• Text block
════════════════

I learned long ago to stop assuming that a surname can't possibly be real because it's too unusual. Most of the time, if you look it up, you'll find real people with that name.
Sad but true. The lovey-doveyness of series two aside, my biggest complaint about Davies' original run was how horribly rooted he was to contemporary Earth, frequently London specifically, and that's where all of his companions came from. UGH.
Ruby will work a minimum wage job at a fish and chip shop with a boss who get's killed by a monster who craves vegetable oil.
If she's 16, and the Doctor falls in love with her, is he going to pedo jail this time, because he's twice as old as he was last time he fell for a teenager?
I can’t find a story to back it up (yet) but it’s being claimed here that "Ruby is an ordinary 21st Century girl who works part-time in a shop whilst studying telebiogenesis at uni. Then a mysterious man in a blue box sweeps her off her feet!" https://twitter.com/whohats/status/1595374772610801664?s=46&t=vNIFDHwq8FvjzZSr1kpoeA
Kinda feel like Ruby being a modern-day companion is expected, especially when you're trying to capture new viewers. It never bothered me that most companions come from contemporary times. They tend to get offset by a third companion being from another time - Jack, River, Nardole.
Even then, when they became really prominent characters, their backstories were altered so that they had lived through contemporary times and therefore could be considered contemporary characters anyway. IE, Jack got thrown back in time to the 19th century and lived all the way through to early twenty-first century. River became Mels and grew up with Amy and Rory. Nardole was with the Doctor for fifty years on Earth guarding the Vault.
Actually committing to realistically portraying a non-contemporary companion would be a lot of work, which is why televised Doctor Who has never really done it. They all became indistinguishable from contemporary teenagers pretty quickly.
Sure it has -- Susan, Vicki, Steven, Sara, Jamie, Victoria, Zoe, Leela, K9, Romana, Adric, Nyssa. And Turlough, sort of, though he did live on contemporary Earth for a time before joining the crew. The only classic Doctors who had only contemporary companions were Three, Six, and Seven. Maybe Susan and Vicki, but I wouldn't say that about most of the others.

════════════════

• Provided data
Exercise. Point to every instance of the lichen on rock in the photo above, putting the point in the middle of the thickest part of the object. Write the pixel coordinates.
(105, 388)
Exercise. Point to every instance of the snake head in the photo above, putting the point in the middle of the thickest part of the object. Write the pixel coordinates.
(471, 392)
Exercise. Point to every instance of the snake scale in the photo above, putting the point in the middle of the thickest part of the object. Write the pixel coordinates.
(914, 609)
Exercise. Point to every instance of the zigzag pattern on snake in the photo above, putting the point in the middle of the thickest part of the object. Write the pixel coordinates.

════════════════

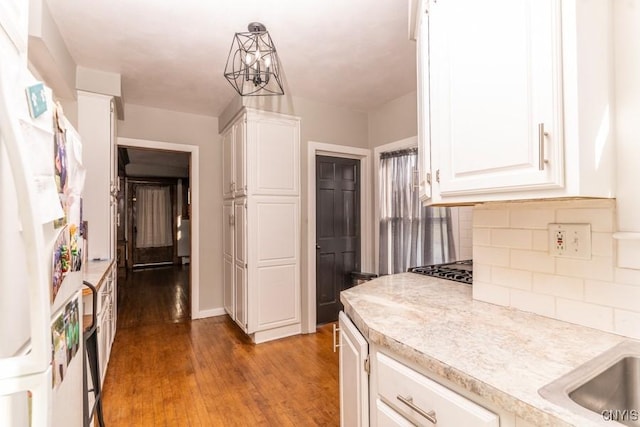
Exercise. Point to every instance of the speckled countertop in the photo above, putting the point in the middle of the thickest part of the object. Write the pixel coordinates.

════════════════

• Tasks to perform
**A.** Using the Doctor Who companion comments, decide whether each statement agrees with them. Answer yes or no for each, and quote the exact words that decide it. (i) Nardole is described as spending fifty years on Earth with the Doctor guarding the Vault. (ii) One commenter says it always bothered them that most companions come from contemporary times. (iii) Three, Six, and Seven are named as the only classic Doctors who had only contemporary companions.
**B.** Write the next part of the Doctor Who companion comments, picking up after the last comment.

• Outputs by task
**A.**
(i) Yes: "Nardole was with the Doctor for fifty years on Earth guarding the Vault."
(ii) No: "It never bothered me that most companions come from contemporary times."
(iii) Yes: "The only classic Doctors who had only contemporary companions were Three, Six, and Seven."

**B.**
Except modern unis don't offer telebiogenesis as a course, because it's a reference to regeneration. Which, even assuming the tweet is not just bollocks, could mean Ruby is from the future (note the 21st century has about 80 years left in it) and we know that shops are still a thing even in the time of New New York...
Is it really, though? The Wiki says so, but I think it's wrong. When Nyssa mentions telebiogenesis in "Castrovalva," it's right after saying "We have to think of Adric too." She then asks a librarian if they have books on telebiogenesis, and she and Tegan later complain that the books in the library won't help them with Adric. So the context indicates that the word is related to Adric's situation, not the Doctor's. More basically, the word "telebiogenesis" literally means "creation of life at a distance." There's no reason the "tele-" prefix would be associated with regeneration. The term makes more sense as a reference to the way the Master created a remote-controlled clone of Adric. (And I've just copied the above to the Wiki entry's Talk page, so we'll see if they amend the article.) Of course, TV writers today often just copy things from the show wikis and take them on faith, so it's possible that the new season will be (erroneously) using the word as a reference to regeneration. Even so, just because it's a scientific topic that relates to regeneration doesn't mean it's exclusively about regeneration. It might be a broader science that applies to many things, including that. And just because Ruby is studying it doesn't mean there's a course specifically about it. It could be a personal research topic she's chosen to focus on as part of a larger major in biology or genetics.
I will say the telebiogenesis part was the one thing in her character description that caught my interest. It'll be good to have a scientist in the TARDIS again, first time since...Mel? I was going to say Grace but then remembered she was a cardiologist.
Martha. Do medical doctors not count in your eyes? Edit: Just caught the Grace bit - apparently not. They do research too, you know.